### Problem description
Repeat, please, only the lines from the top of the data down to the line with "Target: green edamame bean"; include both of those lines.

Start of Data

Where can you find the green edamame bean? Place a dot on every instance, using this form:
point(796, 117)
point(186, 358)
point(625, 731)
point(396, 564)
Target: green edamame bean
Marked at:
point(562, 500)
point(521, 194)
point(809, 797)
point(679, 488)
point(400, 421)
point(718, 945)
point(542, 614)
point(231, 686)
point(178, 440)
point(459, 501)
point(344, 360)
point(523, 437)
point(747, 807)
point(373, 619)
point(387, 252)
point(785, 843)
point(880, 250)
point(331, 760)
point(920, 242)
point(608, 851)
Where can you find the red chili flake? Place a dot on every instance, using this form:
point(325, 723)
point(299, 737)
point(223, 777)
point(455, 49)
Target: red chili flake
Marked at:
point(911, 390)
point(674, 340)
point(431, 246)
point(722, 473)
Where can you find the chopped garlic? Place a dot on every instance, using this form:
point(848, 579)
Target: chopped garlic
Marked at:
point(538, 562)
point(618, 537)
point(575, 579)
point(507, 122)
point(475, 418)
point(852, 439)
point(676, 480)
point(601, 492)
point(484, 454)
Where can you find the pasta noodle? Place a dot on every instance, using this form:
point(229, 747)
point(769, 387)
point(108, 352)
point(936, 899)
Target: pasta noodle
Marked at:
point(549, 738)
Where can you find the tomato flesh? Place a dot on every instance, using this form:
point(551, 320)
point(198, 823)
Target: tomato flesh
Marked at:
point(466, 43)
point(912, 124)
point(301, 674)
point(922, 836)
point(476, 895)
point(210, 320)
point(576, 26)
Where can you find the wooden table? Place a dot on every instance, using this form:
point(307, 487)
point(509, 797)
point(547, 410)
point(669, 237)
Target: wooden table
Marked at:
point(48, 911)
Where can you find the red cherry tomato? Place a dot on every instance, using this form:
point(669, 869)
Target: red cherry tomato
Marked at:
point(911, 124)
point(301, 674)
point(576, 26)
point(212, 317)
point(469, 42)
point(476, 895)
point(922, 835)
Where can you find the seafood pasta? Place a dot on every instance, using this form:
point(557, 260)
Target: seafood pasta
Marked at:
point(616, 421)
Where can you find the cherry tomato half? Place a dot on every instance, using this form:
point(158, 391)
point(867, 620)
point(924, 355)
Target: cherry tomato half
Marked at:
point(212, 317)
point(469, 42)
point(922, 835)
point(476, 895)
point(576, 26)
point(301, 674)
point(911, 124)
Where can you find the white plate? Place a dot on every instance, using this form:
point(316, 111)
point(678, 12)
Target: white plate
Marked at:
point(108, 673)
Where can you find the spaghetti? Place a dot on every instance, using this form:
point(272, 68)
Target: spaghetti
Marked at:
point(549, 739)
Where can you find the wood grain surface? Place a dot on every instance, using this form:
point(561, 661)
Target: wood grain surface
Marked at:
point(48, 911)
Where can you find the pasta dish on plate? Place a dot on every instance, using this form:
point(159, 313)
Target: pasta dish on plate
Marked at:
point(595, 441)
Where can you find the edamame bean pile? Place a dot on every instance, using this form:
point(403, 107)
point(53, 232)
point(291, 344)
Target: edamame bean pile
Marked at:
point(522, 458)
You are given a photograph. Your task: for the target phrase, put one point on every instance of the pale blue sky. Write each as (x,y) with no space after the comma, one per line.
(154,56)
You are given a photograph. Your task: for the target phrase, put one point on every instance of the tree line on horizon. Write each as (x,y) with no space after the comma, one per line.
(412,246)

End of Data

### Completed exercise
Where can you find the green edamame bean? Place a dot on every instance, using this form:
point(796, 117)
point(186, 358)
point(625, 731)
point(396, 564)
Target: green edamame bean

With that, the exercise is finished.